Все это, конечно, закономерно: изображение отступающей колонны стало частью большого целого, больше стало у писателя и возможностей. И то, как он их превосходно, использовал, как, вкрапливая в текст романа элементы старых "заготовок", он в то же время вносил в них существенные изменения, может быть, особенно убедительно показывает следующая деталь.

В романе крупным планом даны приставшие к колонне крестьянские повозки, нагруженные домашним скарбом: "зеркала торчали между матрацами, к задкам были привязаны куры и утки. Швейная машина стояла под дождем на повозке, ехавшей впереди нас... Кое-где женщины сидели на повозках, закутавшись, чтобы укрыться от дождя, другие шли рядом, стараясь держаться как можно ближе" (321). В миниатюре, изображающей исход греческого населения, мы также видели поток беженцев под дождем, повозки, где среди узлов, матрацев, зеркал, швейных машин ютились женщины с детьми (I, 52). Но там наш взгляд с наибольшей силой приковывала к себе плачущая от страха девушка, пытающаяся прикрыть одеялом женщину, у которой начались роды. Подобная сцена была и в одной из балканских корреспонденций (1, 491 — 492). В романе, ее нет. Страдания мирного населения и ужас женщин, ранее у такой экспрессией сконцентрированные в сцене родов, изображены теперь иначе — в образах двух молоденьких сестер-девственниц, спасающихся в общем потоке отступления, подсаженных славным Аймо на свою машину и все же бесконечно одиноких, запуганных и беззащитных перед страшными силами воины И это изменение понятно и оправдано: сцена, которая вероятно затерялась бы в объемистом тексте, заменена эпизодом, подключенным к основному действию, писатель получает возможность несколько раз вернуться к этим казалось бы таким незначительным персонажам, деталь оказывается частью движущегося целого и вместе с тем приобретает новые функции, становится полнофункциональной. Образ девушек уже не только воплощает горести и страхи воины — он помогает писателю показать грубоватую, но при всем том истинную человечность Аймо; он контрастно противостоит промелькнувшей в романе сценке эвакуация борделя (см. 314) и в то же время ассоциируется в сознании рассказчика с образом его возлюбленной (см. 320).

* * * *

-- ПОСТАНОВКА ЗАДАЧИ 1 --
Переведите на английский язык предложение из разбора романа: «Но там наш взгляд с наибольшей силой приковывала к себе плачущая от страха девушка, пытающаяся прикрыть одеялом женщину, у которой начались роды.»
-- ПОСТАНОВКА ЗАДАЧИ 2 --
Продолжите разбор романа и сцены отступления, начав сразу после его последнего предложения.

-- ЗАПИСАННЫЕ ДАННЫЕ --
* * * *

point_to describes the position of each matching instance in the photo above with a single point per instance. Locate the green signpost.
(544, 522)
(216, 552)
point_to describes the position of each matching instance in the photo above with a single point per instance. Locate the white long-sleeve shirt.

* * * *

-- ОТВЕТ 1 --
But there our gaze was most powerfully drawn to a girl weeping with fear, trying to cover with a blanket a woman who had gone into labor.

-- ОТВЕТ 2 --
Подобные сцепления характерны и для других моментов картины отступления. Каждый из них ймеет свои функции, раскрывает ту или иную грань войны. Как и в первой книге романа, образ войны постепенно складывается в сознании читателя из целого ряда многообразно сцепленных между собой штрихов и эпизодов. Санитарные машины заезжают на брошенную ферму не только для того, чтобы набрать воды из колодца, да и сама ферма отнюдь не случайно принадлежит зажиточным хозяевам. Если рассказчик отмечает хороший прочный дом и колодец, обнесённый красивыми железными перилами, то это делается для того, чтобы противопоставить слаженное мирное житье хаосу и мерзости войны, причем этот хаос и эта мерзость воплощаются также в образе одного из подсевших в машину Бонелло сержантов — из покинутого хозяевами дома он тащит стенные часы. Но и сержант оказывается мародером тоже не случайно: деталь готовит нас к следующему эпизоду, в котором мы видим как этот вор и его товарищ подло бросают в беде Фредерика и его шоферов, после чего лейтенант стреляет в уходящих, а Бонелло с удовольствием добивает раненного сержанта. В свою очередь эти действия также вступают в богатую ироническим подтекстом ассоциативную вязь с последующими эпизодами. Ведь сержанты уходят не только, потому, что они плохие люди — они боятся попасть в плен к немцам. Но "свои" оказываются опаснее врага — и не только в этот, момент. Пройдет еще некоторое время и Аймо тоже будет убит своими — на этот раз каким-то перетрусившим итальянским арьергардом; уйдет в плен Бонелло, поневоле станет дезертиром и сам лейтенант Генри.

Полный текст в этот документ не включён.